**Task inputs**
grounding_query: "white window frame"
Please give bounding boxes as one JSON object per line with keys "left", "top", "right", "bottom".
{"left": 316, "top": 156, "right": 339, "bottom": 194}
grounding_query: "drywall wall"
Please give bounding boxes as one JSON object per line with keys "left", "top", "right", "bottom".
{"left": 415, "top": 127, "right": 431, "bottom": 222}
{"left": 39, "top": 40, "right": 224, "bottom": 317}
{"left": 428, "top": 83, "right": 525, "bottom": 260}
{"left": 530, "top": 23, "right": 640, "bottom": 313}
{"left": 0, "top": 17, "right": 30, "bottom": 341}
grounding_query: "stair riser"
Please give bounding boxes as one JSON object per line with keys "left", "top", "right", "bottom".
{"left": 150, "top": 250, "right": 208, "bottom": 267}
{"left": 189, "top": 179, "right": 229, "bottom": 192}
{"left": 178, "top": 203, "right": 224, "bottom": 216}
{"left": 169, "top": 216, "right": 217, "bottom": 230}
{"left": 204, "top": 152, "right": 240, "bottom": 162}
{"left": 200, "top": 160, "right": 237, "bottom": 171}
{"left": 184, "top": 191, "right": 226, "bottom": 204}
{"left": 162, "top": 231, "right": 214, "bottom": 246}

**What you are asked to do**
Repeat the listing above exactly, line for line.

**Task solution**
grounding_query: "white window frame"
Please give bounding boxes as one JSON object per line with keys "left", "top", "right", "bottom".
{"left": 316, "top": 156, "right": 339, "bottom": 194}
grounding_query: "drywall wall"
Please give bounding boxes as one JSON object per line with keys "left", "top", "right", "bottom".
{"left": 415, "top": 127, "right": 431, "bottom": 222}
{"left": 39, "top": 40, "right": 224, "bottom": 317}
{"left": 428, "top": 83, "right": 525, "bottom": 260}
{"left": 530, "top": 23, "right": 640, "bottom": 313}
{"left": 0, "top": 17, "right": 30, "bottom": 341}
grounding_query: "stair riser"
Please give bounding boxes as one JSON object per line with keys "left", "top", "right", "bottom".
{"left": 150, "top": 250, "right": 208, "bottom": 267}
{"left": 189, "top": 179, "right": 229, "bottom": 192}
{"left": 178, "top": 203, "right": 224, "bottom": 216}
{"left": 169, "top": 216, "right": 217, "bottom": 230}
{"left": 204, "top": 152, "right": 240, "bottom": 162}
{"left": 200, "top": 160, "right": 237, "bottom": 171}
{"left": 184, "top": 191, "right": 226, "bottom": 204}
{"left": 162, "top": 231, "right": 214, "bottom": 246}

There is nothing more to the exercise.